-- START OF MATERIAL PROVIDED --
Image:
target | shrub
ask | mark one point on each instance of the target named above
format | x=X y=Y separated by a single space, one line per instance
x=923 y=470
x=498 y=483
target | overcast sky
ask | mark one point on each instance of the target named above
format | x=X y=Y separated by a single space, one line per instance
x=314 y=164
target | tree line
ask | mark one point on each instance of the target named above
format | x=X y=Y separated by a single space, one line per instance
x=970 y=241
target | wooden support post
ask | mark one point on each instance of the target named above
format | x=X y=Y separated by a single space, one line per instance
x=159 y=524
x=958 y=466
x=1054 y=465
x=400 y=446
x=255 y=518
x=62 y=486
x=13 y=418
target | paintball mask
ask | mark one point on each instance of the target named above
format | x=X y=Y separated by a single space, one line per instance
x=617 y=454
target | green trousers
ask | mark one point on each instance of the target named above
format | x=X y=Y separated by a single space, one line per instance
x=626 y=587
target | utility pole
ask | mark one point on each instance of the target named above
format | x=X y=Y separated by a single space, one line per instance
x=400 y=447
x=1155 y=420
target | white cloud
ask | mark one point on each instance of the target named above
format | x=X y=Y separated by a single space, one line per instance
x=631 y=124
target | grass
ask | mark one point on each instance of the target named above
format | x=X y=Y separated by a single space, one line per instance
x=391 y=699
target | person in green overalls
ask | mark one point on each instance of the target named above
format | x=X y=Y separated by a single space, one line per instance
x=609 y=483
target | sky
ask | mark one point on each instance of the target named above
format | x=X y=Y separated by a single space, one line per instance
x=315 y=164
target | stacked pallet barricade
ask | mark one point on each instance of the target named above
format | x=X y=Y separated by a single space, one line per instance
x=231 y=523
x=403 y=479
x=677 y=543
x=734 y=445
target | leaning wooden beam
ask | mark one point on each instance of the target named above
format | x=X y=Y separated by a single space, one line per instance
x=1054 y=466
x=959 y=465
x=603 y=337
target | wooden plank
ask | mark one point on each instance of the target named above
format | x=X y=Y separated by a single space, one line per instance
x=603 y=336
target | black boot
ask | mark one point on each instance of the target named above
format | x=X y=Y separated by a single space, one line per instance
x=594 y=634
-- END OF MATERIAL PROVIDED --
> TASK TO CARRY OUT: Copy the records exactly, from the line containing "target | grass" down through the last line of the records, including both end lines.

> TASK RESPONSE:
target | grass
ask | mark one point on each instance of the target named above
format | x=X y=Y separated by a single space, one line per instance
x=391 y=699
target | person in green overalls
ask | mark one point on each instance of the target named above
format | x=X y=Y separated by a single space, one line per instance
x=609 y=483
target | sky
ask | mark one point on each instance of the target named above
format | x=X y=Y separated by a single space, one line per instance
x=315 y=164
target | stacked pallet barricade
ask | mark one point on each instance of the target named above
format | x=X y=Y separated by a single space, one line per instance
x=231 y=523
x=403 y=479
x=677 y=543
x=734 y=445
target | leaning wooden beam
ask | mark one point on each instance of the target named above
format | x=X y=Y separated by a single space, one line per instance
x=1054 y=466
x=959 y=465
x=603 y=337
target | wooden plank
ask | mark one point on each instance of the target named above
format | x=X y=Y separated by a single space, one line per instance
x=603 y=336
target | black boot
ask | mark one point on each instance of the target named above
format | x=X y=Y separated by a single space, one line per instance
x=594 y=634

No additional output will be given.